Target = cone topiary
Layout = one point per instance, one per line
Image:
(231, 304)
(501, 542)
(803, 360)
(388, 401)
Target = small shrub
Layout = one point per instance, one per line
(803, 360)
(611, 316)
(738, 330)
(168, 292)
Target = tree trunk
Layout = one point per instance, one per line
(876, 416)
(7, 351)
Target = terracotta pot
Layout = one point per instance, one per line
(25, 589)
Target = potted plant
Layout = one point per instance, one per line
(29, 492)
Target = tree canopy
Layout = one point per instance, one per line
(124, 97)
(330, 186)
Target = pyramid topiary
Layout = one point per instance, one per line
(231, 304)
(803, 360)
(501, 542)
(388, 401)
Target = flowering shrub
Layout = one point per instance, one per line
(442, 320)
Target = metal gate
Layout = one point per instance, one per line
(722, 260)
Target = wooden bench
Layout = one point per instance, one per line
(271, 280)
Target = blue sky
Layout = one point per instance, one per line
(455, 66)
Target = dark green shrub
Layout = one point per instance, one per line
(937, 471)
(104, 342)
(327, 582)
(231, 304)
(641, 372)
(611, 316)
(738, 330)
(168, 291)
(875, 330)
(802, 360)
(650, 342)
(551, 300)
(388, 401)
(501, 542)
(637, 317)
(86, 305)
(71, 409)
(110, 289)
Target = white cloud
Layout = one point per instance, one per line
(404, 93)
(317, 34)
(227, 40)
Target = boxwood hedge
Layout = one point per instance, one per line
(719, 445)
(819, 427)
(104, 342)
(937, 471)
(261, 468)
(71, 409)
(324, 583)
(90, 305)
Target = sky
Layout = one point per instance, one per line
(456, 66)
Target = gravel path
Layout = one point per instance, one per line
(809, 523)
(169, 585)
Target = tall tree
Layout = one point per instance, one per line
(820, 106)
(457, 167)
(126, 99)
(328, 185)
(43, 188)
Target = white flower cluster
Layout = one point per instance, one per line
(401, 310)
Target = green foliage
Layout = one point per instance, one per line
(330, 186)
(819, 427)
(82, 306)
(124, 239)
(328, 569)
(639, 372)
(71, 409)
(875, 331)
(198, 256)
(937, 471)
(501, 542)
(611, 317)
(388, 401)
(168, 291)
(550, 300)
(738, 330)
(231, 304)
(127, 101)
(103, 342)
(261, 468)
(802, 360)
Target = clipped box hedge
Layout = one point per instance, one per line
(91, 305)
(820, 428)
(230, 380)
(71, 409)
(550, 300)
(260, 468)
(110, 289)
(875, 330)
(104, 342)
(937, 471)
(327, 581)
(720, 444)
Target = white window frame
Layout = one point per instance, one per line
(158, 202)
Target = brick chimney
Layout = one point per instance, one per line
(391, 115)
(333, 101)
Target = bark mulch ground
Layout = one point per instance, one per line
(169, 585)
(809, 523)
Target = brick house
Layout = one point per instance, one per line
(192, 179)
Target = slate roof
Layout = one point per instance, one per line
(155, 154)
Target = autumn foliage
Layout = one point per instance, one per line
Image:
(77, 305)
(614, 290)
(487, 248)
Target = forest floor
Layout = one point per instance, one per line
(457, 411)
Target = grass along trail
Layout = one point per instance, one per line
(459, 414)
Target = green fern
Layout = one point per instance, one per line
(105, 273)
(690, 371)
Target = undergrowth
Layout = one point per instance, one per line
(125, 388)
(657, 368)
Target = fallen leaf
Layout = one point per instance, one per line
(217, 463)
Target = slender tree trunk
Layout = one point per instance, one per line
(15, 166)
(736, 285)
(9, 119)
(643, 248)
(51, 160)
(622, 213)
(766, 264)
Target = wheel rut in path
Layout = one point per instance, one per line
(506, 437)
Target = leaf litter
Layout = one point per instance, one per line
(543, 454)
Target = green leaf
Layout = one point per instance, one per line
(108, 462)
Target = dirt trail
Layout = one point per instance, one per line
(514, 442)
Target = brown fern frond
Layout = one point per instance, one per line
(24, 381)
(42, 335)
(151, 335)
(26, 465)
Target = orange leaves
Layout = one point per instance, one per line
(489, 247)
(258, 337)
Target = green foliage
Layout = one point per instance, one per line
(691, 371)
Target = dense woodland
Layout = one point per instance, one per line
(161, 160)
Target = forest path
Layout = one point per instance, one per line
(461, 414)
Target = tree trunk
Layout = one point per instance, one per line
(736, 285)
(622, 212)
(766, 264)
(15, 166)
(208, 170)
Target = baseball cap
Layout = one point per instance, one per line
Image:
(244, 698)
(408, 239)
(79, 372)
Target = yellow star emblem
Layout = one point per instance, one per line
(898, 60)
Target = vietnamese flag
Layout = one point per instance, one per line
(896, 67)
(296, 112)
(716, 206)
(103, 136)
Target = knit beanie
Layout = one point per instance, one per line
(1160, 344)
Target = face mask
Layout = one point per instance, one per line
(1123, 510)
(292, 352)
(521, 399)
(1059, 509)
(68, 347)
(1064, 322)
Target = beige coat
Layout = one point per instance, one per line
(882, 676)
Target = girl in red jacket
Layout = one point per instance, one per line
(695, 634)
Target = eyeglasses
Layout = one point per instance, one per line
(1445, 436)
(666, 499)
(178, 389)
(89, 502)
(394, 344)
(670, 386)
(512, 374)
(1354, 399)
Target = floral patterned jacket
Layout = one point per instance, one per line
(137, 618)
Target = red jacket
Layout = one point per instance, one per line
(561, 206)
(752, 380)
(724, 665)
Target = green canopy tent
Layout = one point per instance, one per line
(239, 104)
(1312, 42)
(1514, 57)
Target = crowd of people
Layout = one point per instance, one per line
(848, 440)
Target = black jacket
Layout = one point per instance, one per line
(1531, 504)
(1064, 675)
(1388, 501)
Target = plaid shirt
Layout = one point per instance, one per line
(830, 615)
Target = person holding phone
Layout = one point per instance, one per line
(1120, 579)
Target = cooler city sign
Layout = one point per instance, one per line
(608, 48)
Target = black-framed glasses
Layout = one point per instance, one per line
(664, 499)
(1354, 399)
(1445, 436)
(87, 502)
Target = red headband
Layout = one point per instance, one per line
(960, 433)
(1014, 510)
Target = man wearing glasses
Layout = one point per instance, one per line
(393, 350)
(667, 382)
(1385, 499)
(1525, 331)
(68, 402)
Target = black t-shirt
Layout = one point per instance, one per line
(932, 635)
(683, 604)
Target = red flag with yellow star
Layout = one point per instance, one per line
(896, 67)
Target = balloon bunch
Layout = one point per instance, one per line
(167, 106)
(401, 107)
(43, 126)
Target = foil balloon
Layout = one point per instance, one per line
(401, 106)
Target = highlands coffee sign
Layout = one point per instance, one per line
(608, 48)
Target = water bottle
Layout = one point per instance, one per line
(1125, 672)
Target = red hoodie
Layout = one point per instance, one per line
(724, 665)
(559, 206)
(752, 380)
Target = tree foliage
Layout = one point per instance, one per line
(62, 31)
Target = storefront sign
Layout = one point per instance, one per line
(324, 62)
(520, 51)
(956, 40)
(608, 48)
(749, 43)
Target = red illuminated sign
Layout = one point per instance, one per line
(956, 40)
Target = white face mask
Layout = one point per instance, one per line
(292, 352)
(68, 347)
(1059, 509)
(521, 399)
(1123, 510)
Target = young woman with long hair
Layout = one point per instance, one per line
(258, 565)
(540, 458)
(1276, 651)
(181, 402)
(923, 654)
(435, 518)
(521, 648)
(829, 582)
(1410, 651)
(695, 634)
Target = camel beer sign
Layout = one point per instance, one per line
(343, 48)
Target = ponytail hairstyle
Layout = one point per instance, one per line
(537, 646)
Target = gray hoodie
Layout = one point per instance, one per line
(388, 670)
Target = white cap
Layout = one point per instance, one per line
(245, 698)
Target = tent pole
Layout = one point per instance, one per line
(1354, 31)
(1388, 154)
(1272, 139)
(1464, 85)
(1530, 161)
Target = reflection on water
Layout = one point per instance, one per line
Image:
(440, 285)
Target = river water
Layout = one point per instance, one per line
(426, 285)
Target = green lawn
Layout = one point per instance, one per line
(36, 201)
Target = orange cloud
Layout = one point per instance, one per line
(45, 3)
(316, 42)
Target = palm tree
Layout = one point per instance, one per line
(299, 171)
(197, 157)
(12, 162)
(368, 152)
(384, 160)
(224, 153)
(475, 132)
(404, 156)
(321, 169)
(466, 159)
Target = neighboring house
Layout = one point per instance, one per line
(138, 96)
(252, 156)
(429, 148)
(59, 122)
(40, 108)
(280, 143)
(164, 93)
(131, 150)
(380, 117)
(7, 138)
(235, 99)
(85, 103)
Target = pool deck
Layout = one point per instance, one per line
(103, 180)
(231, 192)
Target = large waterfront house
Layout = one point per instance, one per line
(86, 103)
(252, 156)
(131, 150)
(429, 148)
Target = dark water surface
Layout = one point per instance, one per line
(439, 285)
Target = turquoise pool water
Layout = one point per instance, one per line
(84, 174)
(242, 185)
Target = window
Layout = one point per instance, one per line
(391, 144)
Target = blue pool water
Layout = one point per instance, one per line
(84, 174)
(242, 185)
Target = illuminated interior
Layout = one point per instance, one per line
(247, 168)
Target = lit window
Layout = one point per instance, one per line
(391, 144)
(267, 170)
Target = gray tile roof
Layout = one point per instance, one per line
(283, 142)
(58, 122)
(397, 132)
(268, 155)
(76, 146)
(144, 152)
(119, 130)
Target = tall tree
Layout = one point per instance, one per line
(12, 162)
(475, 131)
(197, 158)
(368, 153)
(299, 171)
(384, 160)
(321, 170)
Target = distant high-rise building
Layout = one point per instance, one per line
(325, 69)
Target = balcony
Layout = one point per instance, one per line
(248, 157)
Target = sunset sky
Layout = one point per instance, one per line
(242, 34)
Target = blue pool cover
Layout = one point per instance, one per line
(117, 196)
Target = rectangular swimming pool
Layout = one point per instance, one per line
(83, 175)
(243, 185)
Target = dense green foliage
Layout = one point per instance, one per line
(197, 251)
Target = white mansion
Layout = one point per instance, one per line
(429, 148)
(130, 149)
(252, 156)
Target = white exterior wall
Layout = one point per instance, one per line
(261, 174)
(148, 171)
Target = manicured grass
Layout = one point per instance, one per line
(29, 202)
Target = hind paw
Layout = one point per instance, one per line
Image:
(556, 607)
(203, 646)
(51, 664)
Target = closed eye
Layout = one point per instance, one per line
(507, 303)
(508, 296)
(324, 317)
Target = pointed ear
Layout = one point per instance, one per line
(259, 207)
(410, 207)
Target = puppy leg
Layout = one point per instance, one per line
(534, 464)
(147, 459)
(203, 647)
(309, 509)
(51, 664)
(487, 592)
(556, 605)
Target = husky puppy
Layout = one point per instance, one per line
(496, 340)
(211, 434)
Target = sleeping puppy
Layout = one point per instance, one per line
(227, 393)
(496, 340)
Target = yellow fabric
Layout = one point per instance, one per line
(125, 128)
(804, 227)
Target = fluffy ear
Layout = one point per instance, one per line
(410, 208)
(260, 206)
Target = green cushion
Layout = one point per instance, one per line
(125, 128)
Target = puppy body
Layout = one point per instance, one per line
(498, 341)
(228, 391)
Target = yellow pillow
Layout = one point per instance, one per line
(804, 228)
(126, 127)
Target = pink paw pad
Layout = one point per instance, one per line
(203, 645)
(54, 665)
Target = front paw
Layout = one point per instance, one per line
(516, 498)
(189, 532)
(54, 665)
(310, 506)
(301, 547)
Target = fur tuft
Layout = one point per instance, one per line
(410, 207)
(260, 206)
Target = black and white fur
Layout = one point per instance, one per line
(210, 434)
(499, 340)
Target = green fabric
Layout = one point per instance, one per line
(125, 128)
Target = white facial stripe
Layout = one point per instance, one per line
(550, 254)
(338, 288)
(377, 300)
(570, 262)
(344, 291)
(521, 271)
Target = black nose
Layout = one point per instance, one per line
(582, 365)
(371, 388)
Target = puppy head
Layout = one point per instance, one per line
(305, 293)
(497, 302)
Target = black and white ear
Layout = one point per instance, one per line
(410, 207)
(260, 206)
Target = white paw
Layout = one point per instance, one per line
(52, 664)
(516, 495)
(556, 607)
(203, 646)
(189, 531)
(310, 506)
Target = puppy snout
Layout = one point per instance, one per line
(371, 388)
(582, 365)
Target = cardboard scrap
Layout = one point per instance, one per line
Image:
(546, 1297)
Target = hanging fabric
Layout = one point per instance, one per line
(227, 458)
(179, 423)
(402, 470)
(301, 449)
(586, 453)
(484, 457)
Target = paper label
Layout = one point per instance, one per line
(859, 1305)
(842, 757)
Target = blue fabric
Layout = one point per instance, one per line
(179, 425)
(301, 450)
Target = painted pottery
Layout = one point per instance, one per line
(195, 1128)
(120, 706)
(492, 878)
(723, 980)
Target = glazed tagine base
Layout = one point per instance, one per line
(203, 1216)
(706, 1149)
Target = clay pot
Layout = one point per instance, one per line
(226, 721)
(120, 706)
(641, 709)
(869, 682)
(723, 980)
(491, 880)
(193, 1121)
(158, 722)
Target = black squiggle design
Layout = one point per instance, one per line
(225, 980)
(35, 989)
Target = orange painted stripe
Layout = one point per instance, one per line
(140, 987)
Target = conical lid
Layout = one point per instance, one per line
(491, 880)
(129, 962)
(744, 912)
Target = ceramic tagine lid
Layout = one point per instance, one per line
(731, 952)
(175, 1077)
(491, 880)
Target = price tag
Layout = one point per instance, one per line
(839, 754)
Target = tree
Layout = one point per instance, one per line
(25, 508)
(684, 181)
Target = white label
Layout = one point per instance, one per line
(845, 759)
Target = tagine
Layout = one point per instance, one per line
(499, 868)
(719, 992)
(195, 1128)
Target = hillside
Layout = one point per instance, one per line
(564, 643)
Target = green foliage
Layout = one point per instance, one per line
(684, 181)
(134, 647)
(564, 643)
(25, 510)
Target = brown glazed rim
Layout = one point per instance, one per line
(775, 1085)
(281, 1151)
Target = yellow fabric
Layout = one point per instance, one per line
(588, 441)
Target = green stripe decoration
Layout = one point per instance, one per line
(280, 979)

#####

To do :: Copy everything in the material above verbatim, from the line containing "Target = yellow star emblem" down to the line containing "(1125, 672)", including both of those lines.

Result of this exercise ::
Target = yellow star emblem
Layout = one point per instance, one per line
(898, 60)
Target = vietnamese flag
Layout = one point per instance, one per line
(896, 67)
(296, 112)
(716, 206)
(103, 136)
Target = knit beanie
Layout = one point per instance, one per line
(1160, 344)
Target = face mask
Layout = one point per instance, one per line
(1123, 510)
(292, 352)
(521, 399)
(1059, 509)
(68, 347)
(1064, 322)
Target = beige coat
Layout = one point per instance, one per line
(882, 676)
Target = girl in red jacket
Layout = one point per instance, one per line
(695, 634)
Target = eyeglasses
Layout = one point per instance, one per line
(1445, 436)
(666, 499)
(178, 389)
(89, 502)
(394, 344)
(670, 386)
(512, 374)
(1354, 399)
Target = floral patterned jacket
Layout = one point per instance, one per line
(137, 618)
Target = red jacket
Layout = one point per instance, one per line
(561, 206)
(752, 380)
(724, 665)
Target = green canopy tent
Layout = one point per instance, one per line
(239, 104)
(1312, 42)
(1514, 57)
Target = crowd of people
Layout = one point per instance, one per line
(848, 440)
Target = black jacket
Layout = one point per instance, one per line
(1531, 504)
(1064, 675)
(1388, 501)
Target = plaid shirt
Layout = one point per instance, one per line
(830, 615)
Target = person holding phone
Layout = one point per instance, one per line
(1120, 579)
Target = cooler city sign
Layout = one point per instance, one per line
(608, 48)
Target = black-framed glasses
Layout = one point per instance, one per line
(664, 499)
(1354, 399)
(1445, 436)
(87, 502)
Target = red headband
Layout = one point per instance, one per line
(960, 433)
(1014, 510)
Target = man wearing glasses
Layout = one point per instance, one per line
(393, 350)
(667, 382)
(1385, 499)
(1525, 331)
(68, 402)
Target = black t-shirt
Layout = one point per instance, one per line
(932, 635)
(683, 604)
Target = red flag with yellow star
Layout = one point per instance, one per line
(896, 67)
Target = balloon bunch
Layout = one point per instance, one per line
(167, 106)
(401, 107)
(43, 126)
Target = foil balloon
Layout = one point per instance, one per line
(401, 106)
Target = highlands coffee sign
Layout = one point per instance, one per line
(608, 48)
Target = water bottle
Layout = one point per instance, one per line
(1125, 672)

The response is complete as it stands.